ASSIGNMENT: Within the entries below, find every line that has the string "prompts", then copy it.

[Data extracted from a collection]
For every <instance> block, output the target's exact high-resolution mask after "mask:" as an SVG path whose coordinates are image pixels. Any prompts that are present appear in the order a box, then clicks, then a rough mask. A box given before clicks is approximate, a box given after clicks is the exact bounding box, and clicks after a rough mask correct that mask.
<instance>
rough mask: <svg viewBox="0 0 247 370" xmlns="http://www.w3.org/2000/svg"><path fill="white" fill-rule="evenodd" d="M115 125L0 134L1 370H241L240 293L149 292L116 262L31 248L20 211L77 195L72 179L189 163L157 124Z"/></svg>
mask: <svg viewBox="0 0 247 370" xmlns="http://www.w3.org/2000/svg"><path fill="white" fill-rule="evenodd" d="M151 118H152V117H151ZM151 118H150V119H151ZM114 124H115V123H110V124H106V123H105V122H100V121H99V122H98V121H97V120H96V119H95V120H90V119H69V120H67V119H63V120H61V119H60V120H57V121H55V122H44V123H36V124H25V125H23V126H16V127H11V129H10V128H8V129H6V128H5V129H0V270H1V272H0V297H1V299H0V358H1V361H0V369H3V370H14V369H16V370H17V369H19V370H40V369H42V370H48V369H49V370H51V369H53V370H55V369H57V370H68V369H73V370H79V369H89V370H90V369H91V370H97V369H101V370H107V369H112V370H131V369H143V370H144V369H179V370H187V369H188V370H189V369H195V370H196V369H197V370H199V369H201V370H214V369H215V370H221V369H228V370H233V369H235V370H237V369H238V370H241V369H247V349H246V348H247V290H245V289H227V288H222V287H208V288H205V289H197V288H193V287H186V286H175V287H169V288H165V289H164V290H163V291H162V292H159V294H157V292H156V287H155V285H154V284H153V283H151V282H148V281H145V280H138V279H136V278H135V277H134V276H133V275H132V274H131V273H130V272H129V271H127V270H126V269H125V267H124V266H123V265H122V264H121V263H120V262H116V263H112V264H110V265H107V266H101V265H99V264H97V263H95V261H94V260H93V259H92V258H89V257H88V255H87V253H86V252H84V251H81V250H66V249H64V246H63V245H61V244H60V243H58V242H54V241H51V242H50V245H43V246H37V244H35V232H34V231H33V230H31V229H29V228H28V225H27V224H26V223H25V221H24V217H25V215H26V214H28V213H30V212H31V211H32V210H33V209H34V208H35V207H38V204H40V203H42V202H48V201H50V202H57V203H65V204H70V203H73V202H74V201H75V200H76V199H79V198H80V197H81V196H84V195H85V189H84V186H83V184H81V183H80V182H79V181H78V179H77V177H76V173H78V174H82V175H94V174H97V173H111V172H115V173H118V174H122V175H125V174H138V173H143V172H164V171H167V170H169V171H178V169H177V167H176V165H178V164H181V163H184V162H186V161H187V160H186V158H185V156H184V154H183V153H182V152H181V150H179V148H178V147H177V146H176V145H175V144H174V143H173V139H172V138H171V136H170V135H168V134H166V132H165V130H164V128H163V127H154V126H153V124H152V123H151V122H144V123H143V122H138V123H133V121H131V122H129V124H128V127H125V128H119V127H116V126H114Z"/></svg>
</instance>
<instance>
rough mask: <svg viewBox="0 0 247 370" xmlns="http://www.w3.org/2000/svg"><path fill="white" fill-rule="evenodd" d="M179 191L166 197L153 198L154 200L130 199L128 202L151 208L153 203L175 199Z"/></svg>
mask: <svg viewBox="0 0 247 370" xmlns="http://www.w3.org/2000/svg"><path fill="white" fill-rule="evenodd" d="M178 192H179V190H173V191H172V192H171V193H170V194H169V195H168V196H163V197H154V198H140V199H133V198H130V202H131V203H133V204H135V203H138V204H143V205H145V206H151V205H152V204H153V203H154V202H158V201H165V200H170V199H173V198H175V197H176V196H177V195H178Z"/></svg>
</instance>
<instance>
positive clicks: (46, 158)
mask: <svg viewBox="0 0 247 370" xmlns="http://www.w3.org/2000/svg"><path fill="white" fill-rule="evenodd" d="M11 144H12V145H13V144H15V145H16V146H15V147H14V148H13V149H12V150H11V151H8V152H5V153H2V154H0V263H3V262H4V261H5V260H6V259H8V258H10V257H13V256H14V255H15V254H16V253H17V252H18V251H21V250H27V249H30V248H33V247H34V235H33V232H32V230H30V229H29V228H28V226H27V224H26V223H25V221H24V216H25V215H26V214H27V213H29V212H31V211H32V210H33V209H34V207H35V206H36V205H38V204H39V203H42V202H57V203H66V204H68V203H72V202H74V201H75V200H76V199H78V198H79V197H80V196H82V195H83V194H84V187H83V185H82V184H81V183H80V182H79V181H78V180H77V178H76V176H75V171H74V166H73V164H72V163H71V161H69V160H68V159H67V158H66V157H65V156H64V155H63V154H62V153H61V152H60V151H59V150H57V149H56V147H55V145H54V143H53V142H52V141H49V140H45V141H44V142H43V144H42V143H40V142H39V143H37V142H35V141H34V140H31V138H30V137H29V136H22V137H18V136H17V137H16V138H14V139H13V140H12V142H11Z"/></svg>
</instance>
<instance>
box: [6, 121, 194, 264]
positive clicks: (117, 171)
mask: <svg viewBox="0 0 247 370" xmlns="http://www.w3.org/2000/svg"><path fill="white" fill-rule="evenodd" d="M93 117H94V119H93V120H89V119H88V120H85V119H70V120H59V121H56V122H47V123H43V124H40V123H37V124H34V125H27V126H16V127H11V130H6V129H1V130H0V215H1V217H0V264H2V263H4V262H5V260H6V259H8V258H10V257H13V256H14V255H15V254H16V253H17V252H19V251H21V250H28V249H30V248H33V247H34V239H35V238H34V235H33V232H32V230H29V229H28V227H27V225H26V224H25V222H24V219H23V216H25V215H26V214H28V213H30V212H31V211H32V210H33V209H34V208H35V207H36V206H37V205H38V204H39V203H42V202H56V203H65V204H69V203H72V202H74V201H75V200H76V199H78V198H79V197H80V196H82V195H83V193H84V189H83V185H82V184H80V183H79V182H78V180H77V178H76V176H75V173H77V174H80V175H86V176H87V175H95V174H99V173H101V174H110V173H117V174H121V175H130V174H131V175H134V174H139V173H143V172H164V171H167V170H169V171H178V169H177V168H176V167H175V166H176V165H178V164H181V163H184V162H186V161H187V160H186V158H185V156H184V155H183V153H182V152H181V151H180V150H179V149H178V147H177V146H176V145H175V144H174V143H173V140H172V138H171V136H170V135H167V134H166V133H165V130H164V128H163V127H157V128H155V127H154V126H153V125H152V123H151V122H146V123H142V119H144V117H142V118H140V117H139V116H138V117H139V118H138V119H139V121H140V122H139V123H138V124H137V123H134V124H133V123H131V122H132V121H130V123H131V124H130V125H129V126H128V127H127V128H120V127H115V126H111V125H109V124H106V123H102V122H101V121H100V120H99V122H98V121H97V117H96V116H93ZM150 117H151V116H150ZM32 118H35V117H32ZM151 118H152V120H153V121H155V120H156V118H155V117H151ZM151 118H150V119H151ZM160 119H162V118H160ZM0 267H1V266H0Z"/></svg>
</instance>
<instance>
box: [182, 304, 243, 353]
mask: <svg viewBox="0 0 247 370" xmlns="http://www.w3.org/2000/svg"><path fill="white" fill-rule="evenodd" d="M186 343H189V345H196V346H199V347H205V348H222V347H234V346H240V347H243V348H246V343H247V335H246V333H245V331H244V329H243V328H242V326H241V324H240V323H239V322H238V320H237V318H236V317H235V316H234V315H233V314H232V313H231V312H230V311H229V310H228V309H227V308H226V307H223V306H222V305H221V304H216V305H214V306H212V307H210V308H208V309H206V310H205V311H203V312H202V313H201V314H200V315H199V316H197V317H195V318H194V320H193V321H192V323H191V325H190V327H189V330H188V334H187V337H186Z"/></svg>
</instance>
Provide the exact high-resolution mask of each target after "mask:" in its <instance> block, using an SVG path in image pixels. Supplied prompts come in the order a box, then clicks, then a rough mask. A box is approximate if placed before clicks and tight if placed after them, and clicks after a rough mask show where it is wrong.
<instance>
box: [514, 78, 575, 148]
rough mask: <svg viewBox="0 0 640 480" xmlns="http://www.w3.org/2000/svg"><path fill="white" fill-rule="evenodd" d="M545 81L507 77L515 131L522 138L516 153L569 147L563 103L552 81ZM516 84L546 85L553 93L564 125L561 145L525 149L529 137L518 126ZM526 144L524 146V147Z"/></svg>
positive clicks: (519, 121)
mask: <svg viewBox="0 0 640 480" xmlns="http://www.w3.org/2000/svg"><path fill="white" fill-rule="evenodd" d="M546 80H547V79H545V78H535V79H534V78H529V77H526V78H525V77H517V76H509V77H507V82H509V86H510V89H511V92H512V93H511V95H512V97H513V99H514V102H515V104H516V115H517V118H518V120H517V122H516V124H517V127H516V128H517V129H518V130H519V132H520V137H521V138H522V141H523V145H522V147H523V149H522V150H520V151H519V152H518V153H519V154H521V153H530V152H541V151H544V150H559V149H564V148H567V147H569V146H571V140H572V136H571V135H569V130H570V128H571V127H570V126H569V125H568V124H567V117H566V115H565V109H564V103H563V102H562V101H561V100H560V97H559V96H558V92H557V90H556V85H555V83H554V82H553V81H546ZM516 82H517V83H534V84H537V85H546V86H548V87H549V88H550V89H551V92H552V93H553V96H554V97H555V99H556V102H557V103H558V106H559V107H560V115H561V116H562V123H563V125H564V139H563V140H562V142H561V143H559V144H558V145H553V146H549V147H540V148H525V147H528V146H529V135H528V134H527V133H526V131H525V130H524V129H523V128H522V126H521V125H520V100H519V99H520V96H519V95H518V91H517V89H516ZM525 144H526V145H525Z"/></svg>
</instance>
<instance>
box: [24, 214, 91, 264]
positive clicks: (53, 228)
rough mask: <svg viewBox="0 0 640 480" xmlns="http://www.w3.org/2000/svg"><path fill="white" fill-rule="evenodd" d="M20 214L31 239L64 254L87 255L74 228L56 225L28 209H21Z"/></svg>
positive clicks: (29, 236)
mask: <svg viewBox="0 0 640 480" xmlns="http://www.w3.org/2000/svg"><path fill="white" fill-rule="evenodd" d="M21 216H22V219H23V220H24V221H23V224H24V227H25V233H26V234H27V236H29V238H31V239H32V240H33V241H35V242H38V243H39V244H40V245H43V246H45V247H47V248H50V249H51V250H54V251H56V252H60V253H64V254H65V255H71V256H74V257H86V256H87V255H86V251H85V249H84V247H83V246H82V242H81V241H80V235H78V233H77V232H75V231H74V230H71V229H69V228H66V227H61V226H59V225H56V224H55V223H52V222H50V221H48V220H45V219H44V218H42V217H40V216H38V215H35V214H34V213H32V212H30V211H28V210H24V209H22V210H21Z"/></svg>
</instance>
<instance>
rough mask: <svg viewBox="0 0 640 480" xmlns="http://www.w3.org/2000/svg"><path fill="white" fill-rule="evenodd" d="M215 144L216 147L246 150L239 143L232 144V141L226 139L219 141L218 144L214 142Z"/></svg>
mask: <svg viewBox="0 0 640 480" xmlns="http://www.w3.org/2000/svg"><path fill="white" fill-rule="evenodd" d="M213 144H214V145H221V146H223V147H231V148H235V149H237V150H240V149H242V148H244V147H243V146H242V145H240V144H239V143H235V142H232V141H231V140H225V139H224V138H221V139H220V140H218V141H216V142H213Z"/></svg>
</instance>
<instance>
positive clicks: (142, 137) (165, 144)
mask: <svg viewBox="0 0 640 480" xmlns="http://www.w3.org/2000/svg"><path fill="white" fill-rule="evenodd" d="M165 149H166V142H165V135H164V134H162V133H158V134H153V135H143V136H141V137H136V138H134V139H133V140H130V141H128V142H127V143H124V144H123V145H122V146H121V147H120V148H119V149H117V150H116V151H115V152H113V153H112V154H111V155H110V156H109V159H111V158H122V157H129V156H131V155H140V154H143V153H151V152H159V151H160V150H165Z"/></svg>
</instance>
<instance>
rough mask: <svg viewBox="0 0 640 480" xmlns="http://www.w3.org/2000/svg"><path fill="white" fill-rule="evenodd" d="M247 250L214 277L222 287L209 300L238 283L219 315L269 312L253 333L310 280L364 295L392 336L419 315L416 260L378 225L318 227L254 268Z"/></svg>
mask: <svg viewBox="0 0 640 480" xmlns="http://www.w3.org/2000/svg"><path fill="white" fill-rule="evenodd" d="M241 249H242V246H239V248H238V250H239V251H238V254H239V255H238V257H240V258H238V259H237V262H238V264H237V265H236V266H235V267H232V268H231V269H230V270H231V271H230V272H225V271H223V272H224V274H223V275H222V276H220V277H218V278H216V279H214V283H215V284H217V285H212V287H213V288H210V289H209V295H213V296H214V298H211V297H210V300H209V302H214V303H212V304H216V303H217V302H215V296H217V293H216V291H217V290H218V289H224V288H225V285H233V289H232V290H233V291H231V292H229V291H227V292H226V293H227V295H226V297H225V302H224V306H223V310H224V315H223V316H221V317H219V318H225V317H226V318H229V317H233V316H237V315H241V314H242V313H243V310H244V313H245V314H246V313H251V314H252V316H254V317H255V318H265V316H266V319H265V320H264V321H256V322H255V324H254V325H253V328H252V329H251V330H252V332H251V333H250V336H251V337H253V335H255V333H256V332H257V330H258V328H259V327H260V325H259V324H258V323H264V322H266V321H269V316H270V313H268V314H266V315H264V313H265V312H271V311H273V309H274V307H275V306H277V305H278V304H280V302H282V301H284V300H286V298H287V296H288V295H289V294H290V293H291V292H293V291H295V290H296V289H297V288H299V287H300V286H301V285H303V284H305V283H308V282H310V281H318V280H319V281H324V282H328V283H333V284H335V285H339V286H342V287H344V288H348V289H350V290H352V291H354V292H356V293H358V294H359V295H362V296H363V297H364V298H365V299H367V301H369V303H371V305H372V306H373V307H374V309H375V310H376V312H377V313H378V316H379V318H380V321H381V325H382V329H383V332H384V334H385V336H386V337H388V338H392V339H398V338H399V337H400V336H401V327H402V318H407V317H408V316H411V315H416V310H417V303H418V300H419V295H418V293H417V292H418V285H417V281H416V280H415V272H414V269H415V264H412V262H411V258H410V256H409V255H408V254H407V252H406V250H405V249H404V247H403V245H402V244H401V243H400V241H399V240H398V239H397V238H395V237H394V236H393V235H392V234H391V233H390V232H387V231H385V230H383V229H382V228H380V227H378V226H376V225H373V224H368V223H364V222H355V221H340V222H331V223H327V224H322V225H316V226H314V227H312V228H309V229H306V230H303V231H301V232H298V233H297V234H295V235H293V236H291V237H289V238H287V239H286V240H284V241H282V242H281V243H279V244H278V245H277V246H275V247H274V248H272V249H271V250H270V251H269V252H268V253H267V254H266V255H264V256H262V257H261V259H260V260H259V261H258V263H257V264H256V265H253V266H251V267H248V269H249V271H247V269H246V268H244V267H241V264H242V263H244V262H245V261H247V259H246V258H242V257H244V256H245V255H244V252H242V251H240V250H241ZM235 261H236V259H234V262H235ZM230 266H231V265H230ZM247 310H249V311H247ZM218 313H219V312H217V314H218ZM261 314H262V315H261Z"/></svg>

ANSWER BOX:
For every <instance> block, output the target's exact high-resolution mask after "mask:" as an SVG path whose coordinates are image pixels. Any prompts that are present appear in the order a box, then clicks, then a rough mask. A box given before clicks is approximate, a box given after clicks is the exact bounding box, and clicks after a rough mask correct that mask.
Provide the exact high-resolution mask of each target after "mask:" in its <instance> block, using an SVG path in image pixels. Supplied prompts come in the order a box, then clicks, then a rough mask. A box is approximate if placed before clicks and tight if placed after them, and clicks after a rough mask show where it is wrong.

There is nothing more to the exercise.